Start of Selected extract

Many works of art, not just those about academia, have wrestled with the tension between the heart and the mind. The true artist, the true Humanities’ lover, wants to do more than bureaucracy. They want to be in the “real” world not in the bubble of higher education. But academia is the real world, for all its good and especially for all its ills. “The Chair” gets that. In ways that are not always pleasant to experience.

In a moment of uncomfortable serendipity, I watched the episode of “The Chair” on the day that I received an appointment letter to be the head of my humanities department. As I watched Ji-Yoon realise that intention does not always follow through to actualised, that the bureaucracy of leadership in academia defines our work, and that there would be a recurring negotiation between different versions of herself as nominal “leader” against changing dynamics with colleagues, it felt like looking into a fractured mirror. By the last two episodes, I felt like “The Chair” was closer to psychological horror than anything else, watching some moments with intense nervousness through my fingers—for the characters within the story, but also for the show which I found myself identifying with and rooting for.

In her first department meeting, Ji-Yoon announces the dire situation the department is in. Enrollments are down and budgets are gutted. This is a familiar song for humanities departments everywhere. “We have to prove that what we do in the classroom, whether modelling critical thinking, stressing the value of empathy, is more important than ever and has value to the public good,” she says. True words, yes, but it felt too generic. Too much of the familiar refrain that the humanities teach people to be better and more empathetic humans. Yes, they can. But sometimes, many times, they don’t.

The halls of humanities departments are littered with many jerks and despots and tyrants. The humanities as a gateway drug to self-actualisation and empathetic thinking is its own academic myth. Ji-Yoon’s opening speech of the value of the humanities made me nervous for how textbook it sounded, with a generic Harold Bloom quotation to top it off. But “The Chair”, mercifully, becomes savvier than my initial circumspection gives it credit for. It supports much of what Ji-Yoon says, but it also deconstructs it. In a later episode, another lecturer talks about loving a poem just for its worth as a poem, and I let out a breath I didn’t realise I was holding. Poems, and novels, and art exist as part of society. Studying art and the humanities matter for the mere fact that they exist in our world. And their very existence is enough to make them worthy of being studied.

End of Selected extract
Start of Dataset excerpts

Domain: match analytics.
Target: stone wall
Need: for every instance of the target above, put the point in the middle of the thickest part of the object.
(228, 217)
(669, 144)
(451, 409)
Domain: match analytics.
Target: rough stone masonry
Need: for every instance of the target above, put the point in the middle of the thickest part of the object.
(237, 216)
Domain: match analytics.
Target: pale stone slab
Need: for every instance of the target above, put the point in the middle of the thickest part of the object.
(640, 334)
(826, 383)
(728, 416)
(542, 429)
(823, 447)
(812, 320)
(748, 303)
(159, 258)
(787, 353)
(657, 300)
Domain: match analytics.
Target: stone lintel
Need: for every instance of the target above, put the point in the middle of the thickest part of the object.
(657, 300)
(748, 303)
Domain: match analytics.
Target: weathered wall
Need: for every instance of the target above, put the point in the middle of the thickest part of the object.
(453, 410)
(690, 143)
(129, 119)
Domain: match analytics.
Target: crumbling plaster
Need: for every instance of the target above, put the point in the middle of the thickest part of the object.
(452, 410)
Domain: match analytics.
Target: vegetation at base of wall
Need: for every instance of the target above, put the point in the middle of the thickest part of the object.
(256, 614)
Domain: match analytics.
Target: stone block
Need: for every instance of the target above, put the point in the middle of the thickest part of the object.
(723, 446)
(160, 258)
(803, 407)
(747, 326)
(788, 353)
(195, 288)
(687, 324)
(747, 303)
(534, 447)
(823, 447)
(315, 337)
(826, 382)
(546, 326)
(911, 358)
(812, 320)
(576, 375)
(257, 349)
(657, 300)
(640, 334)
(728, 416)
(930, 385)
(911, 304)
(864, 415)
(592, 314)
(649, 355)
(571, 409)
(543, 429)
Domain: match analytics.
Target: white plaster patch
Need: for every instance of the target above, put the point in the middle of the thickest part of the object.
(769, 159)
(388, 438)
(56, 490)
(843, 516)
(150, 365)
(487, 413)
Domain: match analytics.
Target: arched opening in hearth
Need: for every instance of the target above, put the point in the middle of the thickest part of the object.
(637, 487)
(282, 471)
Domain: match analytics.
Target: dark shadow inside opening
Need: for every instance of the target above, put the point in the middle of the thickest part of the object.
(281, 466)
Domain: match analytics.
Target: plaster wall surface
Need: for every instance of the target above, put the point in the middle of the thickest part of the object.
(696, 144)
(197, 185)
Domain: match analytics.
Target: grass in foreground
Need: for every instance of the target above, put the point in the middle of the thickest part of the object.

End of Dataset excerpts

• [Given request]: Condense the paragraph of the review of "The Chair" that begins "In her first department meeting" into a short bulleted list that keeps its main facts. The entries stand apart from the review of "The Chair" and are separate material.

• [Full output]:
- At her first department meeting, Ji-Yoon announces that the department is in a dire situation: enrollments are down and budgets are gutted, a familiar problem for humanities departments everywhere.
- She says they must prove that their classroom work, such as modeling critical thinking and stressing the value of empathy, matters more than ever and serves the public good.
- The writer finds her words true but too generic. They echo the familiar claim that the humanities make people better and more empathetic, which they can do but often don't.